==== ОТРЫВОК ====

Суббота , 14 Декабрь 2024
Домой / Скифы - Сколоты / Изображения людей и деревьев на золотых поясных застёжках

Изображения людей и деревьев на золотых поясных застёжках

М.И. Артамонов  «Сокровища саков».  Глава 5. Сибирское золото. Поясные застежки. 

Изображения людей и деревьев на золотых поясных застёжках 

Специального внимания заслуживают золотые поясные застёжки Сибирской коллекции с изображениями людей и деревьев. Их две пары, и обе относятся к типологически ранней группе с полукруглым выступом; на одной из них таких выступов не один, а два.

На этой паре застёжек (илл. 184-185) на фоне леса, состоящего из изогнутых стволов и ветвей с листьями, образующих два полукруглых выступа у верхнего края пластины, замкнутой с узкой стороны каменистой скалой, изображён охотник на лошади, мчащейся в летучем галопе, то есть с вытянутыми в противоположные стороны передними и задними ногами. Он стреляет из туго натянутого лука оперённой стрелой в бегущего тем же аллюром перед лошадью кабана с могучими клыками и развевающейся щетиной на голове.

Перед кабаном представлена вздыбленная лошадь с перекрученной шеей и повёрнутой назад головой. Эта лошадь с согнутыми ногами повержена страшным зверем на землю и помещена в композиции вертикально потому, что для иного размещения её не было места. Всадник успел соскочить с этой лошади и забраться на дерево; стоя на его ветке, он одной рукой с надетым на неё луком держится за другую ветку, а второй рукой тянет лошадь за повод, что и заставило её неестественно изогнуть шею. С противоположного края этой сцены изображён козёл, карабкающийся на гору и прячущийся среди деревьев. У него повёрнутая назад голова, изогнутый рог, бородка и открытый рот с высунутым языком. Козёл явно испуган и спасается от охотников. Сцена представлена очень динамично, с рядом подробностей и реалистических деталей.

Правая и левая пластины этих застёжек имеют некоторые различия между собой. В соответствии с их положением персонажи композиции представлены на них с разных сторон. Так, у всадника, стреляющего из лука, на правой пластине изображена левая сторона, а на левой соответственно правая. Туловище его слева показано в три четверти спереди, а справа — со спины; его правая рука, натягивающая тетиву, в одном случае закрыта его же головой, тогда как левая, держащая лук, видна на всю длину; в другом случае закрытой головой лошади оказывается его левая рука. У человека на дереве различия ещё более значительны. На левой пластине он держится за ветку левой рукой, а правой натягивает повод, на правой пластине наоборот повод в левой руке, а в правой, уже без надетого на неё лука, ветка. Но что особенно важно, у персонажей, изображённых на разных пластинах с разных сторон, видны различные детали одежды и висящее на поясе оружие.

==== ПРЕДОСТАВЛЕННЫЕ СТРОКИ ====

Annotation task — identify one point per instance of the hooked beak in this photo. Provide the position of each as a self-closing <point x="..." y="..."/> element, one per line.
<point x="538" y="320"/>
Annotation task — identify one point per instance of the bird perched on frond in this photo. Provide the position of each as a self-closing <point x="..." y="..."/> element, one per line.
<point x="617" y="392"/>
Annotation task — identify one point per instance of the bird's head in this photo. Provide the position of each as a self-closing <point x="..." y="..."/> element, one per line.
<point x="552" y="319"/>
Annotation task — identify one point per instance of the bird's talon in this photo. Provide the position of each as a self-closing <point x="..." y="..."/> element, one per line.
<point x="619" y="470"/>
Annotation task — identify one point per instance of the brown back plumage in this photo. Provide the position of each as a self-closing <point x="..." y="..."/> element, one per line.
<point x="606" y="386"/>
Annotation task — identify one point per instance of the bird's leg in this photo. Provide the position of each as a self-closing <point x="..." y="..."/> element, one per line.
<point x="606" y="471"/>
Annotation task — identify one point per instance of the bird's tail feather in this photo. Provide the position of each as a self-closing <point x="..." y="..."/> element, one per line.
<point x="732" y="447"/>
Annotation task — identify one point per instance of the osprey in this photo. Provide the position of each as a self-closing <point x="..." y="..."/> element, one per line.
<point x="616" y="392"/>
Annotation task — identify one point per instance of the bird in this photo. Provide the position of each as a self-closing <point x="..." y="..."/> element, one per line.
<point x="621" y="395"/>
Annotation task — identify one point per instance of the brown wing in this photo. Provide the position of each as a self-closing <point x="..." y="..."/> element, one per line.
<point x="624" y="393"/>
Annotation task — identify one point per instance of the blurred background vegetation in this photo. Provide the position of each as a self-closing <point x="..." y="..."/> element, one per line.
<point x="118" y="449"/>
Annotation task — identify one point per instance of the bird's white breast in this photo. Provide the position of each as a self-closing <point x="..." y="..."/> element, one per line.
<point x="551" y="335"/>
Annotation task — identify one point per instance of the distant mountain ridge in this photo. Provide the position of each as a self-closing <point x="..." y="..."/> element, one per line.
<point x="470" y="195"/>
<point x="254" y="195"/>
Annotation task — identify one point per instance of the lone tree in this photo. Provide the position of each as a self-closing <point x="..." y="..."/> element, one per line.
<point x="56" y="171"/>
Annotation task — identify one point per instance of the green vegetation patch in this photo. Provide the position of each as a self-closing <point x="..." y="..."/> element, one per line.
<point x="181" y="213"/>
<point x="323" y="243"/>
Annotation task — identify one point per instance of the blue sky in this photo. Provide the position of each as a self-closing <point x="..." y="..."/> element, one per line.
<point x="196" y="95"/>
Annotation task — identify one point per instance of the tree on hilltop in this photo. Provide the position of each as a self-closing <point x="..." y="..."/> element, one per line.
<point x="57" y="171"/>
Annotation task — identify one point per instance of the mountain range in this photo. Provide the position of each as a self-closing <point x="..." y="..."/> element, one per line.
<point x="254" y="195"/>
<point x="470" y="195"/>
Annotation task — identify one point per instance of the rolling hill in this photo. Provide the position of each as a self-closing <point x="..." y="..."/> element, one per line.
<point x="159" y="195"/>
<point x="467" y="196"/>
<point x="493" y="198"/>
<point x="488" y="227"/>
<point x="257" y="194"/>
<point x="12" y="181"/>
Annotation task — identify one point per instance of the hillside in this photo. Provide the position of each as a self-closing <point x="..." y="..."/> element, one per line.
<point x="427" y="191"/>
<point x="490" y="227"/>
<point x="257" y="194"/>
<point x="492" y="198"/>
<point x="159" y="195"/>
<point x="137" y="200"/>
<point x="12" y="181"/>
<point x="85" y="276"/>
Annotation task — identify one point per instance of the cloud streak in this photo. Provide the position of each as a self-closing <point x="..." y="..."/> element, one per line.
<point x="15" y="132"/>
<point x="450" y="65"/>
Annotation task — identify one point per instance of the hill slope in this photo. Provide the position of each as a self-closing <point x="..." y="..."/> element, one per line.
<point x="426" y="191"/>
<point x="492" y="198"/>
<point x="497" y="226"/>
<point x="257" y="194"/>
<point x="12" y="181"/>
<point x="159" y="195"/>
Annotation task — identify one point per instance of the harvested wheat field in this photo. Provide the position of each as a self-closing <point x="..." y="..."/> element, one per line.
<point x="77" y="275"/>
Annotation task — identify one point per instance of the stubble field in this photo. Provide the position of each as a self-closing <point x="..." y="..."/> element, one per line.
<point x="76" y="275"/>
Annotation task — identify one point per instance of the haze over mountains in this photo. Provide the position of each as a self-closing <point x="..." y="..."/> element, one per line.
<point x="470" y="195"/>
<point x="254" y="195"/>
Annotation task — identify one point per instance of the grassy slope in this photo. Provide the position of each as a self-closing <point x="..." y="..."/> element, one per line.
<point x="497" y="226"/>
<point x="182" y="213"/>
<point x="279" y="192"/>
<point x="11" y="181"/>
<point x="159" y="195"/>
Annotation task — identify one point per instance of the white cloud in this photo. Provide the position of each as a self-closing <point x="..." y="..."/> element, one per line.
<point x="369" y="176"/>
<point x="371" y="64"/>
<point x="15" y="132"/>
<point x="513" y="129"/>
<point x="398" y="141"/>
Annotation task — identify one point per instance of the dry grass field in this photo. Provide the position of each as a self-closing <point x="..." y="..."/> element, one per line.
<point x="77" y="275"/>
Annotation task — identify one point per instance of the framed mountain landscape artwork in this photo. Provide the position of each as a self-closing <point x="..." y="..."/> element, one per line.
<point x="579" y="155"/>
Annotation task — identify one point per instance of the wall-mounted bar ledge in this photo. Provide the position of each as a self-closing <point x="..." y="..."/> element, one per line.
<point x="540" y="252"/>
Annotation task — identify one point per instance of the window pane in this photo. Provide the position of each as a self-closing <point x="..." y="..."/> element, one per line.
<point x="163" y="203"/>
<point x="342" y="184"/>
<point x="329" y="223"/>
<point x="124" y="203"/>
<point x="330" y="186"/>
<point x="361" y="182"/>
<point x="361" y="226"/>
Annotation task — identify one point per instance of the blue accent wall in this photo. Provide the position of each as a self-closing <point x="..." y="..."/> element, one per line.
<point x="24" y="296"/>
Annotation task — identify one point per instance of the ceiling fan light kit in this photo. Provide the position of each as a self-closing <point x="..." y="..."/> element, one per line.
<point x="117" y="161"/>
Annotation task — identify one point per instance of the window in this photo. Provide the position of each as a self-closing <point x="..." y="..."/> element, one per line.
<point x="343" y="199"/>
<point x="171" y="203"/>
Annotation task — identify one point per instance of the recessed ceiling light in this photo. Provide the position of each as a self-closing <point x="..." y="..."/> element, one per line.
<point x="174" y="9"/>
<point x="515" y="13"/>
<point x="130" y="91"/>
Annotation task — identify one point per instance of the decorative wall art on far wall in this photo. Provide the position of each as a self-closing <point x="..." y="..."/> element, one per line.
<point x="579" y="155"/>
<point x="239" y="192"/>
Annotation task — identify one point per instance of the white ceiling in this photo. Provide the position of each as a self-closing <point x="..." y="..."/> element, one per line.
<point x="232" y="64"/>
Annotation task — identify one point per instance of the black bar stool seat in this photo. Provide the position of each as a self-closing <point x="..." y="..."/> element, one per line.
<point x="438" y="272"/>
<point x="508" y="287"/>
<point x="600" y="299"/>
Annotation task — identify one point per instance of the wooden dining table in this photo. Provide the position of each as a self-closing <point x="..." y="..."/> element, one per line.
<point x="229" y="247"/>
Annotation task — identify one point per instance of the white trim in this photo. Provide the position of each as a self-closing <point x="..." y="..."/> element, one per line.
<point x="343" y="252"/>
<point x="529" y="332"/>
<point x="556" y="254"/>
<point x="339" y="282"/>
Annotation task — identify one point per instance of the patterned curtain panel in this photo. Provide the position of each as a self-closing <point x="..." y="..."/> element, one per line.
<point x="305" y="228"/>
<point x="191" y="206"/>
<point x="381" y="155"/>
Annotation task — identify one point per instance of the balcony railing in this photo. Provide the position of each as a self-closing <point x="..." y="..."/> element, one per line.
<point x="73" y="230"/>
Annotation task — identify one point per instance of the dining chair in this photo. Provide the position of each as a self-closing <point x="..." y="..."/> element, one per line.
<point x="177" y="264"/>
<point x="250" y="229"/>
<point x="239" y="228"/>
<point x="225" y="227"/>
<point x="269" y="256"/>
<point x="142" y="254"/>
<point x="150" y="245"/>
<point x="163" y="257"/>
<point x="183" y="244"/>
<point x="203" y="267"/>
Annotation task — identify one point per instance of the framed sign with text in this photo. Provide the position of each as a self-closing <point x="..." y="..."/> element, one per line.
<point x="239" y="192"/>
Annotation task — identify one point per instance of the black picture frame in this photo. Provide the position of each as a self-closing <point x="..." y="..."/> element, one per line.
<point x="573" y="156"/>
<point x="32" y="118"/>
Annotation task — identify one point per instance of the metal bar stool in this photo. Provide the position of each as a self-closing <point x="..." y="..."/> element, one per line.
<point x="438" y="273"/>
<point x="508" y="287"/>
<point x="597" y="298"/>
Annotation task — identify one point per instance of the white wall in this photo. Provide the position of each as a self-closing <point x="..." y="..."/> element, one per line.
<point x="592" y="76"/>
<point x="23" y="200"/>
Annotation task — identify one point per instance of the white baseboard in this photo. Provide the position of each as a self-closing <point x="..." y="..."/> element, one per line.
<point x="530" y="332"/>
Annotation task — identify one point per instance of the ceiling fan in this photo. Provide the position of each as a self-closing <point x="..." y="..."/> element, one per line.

====

**ЧАСТИ УПРАЖНЕНИЯ:**
(a) Переведите на английский язык предложение из отрывка: «Козёл явно испуган и спасается от охотников.»
(b) Сколько пар золотых поясных застёжек с изображениями людей и деревьев насчитывается в Сибирской коллекции согласно отрывку?

**ОТВЕТЫ К ЗАДАЧАМ:**
(a) The goat is clearly frightened and is fleeing from the hunters.

(b) Две пары.